• [The problem]: From the entries below, copy exactly the lines from the one that contains "Query: blurred foreground branch" through the one that contains "837, row 583.", both included, and only those.

• [Data in this exercise]:
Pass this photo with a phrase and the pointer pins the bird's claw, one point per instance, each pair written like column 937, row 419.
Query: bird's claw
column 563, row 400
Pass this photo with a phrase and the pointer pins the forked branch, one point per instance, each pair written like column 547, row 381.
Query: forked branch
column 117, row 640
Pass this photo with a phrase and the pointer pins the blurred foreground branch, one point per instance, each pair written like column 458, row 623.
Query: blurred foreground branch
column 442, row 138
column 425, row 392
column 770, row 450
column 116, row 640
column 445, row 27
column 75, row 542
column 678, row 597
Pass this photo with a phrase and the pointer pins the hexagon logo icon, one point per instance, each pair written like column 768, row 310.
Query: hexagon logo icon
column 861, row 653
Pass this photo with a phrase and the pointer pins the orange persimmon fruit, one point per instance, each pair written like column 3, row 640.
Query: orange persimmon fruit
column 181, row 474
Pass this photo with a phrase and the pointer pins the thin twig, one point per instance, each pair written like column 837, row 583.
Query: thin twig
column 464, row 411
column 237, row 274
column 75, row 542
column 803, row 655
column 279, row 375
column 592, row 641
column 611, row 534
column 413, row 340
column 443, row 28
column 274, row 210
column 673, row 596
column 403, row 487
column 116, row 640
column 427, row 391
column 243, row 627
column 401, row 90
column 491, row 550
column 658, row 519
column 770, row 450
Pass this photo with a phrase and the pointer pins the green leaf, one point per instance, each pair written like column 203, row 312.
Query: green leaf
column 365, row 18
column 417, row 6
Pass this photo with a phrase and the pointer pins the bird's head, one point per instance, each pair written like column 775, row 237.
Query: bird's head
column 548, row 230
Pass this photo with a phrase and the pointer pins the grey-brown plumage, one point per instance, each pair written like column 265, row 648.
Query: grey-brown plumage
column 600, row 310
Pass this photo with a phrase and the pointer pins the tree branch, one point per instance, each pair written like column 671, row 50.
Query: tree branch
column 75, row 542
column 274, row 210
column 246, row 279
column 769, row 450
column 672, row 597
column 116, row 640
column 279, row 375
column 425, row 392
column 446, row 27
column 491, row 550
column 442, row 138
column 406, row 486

• [Output for this exercise]:
Query: blurred foreground branch
column 442, row 138
column 425, row 392
column 770, row 450
column 116, row 640
column 445, row 27
column 75, row 542
column 678, row 597
Pass this photo with a phrase and the pointer pins the hexagon logo icon, one point per instance, each pair written like column 768, row 310.
Query: hexagon logo icon
column 861, row 653
Pass this photo with a phrase and the pointer pins the orange persimmon fruit, one point per instance, each pair written like column 3, row 640.
Query: orange persimmon fruit
column 181, row 474
Pass this photo with a phrase and the pointer pins the thin twig, one point per instance, each pair written like column 837, row 583.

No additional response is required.